— START —

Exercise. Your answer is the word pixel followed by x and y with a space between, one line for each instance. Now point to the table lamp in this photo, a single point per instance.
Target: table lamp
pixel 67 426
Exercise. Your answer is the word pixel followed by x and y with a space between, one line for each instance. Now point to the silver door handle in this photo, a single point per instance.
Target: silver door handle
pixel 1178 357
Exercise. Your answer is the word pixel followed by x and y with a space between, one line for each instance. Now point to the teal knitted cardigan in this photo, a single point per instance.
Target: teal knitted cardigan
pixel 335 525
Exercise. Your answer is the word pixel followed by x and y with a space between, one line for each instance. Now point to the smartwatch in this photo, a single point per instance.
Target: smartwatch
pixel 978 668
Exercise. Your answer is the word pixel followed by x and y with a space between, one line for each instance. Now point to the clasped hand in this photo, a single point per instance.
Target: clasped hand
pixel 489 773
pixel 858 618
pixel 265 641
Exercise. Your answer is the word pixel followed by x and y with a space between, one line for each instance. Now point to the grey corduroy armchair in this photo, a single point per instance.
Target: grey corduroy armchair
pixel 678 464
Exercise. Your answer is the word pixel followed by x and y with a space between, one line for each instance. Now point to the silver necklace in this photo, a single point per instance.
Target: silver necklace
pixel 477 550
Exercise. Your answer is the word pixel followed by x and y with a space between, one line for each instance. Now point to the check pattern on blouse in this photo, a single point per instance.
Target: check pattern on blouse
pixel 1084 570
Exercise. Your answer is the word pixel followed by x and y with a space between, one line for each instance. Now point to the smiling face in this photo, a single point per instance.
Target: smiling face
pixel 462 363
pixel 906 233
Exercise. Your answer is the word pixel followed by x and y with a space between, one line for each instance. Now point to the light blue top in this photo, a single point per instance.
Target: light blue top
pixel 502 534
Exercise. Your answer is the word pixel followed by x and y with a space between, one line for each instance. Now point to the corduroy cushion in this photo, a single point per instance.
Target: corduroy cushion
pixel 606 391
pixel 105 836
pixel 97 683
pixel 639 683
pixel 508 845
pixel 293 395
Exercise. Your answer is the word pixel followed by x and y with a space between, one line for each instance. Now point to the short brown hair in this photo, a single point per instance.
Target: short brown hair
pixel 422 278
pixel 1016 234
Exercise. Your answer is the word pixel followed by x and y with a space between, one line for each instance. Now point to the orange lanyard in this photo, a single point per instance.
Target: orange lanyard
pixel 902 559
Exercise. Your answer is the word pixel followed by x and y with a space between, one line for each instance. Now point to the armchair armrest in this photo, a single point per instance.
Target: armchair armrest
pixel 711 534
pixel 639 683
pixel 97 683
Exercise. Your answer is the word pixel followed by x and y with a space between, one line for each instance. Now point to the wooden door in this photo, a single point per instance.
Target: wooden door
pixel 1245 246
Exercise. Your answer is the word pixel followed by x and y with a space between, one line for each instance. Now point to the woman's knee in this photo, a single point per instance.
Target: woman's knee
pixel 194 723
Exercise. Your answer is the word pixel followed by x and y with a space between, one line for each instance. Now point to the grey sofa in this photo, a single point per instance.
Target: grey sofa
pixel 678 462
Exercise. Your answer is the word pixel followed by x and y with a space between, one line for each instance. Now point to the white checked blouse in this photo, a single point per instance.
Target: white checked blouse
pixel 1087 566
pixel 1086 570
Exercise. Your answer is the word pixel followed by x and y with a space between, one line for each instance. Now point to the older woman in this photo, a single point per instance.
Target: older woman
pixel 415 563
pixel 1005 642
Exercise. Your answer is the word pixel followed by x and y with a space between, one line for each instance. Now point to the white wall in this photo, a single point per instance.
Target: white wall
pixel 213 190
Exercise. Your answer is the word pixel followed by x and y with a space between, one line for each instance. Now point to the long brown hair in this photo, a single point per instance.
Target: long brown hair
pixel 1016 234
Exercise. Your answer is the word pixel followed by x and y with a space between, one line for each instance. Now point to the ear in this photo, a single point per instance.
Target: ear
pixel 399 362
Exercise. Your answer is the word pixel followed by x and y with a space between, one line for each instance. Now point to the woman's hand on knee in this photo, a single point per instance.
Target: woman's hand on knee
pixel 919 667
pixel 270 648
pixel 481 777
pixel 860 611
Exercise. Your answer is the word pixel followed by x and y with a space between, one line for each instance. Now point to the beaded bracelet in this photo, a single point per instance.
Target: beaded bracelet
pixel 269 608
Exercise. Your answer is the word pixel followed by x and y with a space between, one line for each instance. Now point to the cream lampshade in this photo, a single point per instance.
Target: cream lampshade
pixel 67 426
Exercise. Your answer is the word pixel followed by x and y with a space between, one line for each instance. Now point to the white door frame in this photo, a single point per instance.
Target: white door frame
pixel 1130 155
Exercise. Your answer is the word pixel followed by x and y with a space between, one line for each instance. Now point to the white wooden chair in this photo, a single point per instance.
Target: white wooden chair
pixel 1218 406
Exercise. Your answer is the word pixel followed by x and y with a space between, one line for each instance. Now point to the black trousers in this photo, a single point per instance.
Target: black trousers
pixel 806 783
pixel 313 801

— END —
— START —

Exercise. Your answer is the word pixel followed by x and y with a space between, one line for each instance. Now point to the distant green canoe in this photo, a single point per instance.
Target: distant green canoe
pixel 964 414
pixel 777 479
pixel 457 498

— END —

_EXERCISE TASK_
Tally the lines in the rows above that contain the string "black", counting only matches with the same capitalization, and reply with the number alone.

_ANSWER_
2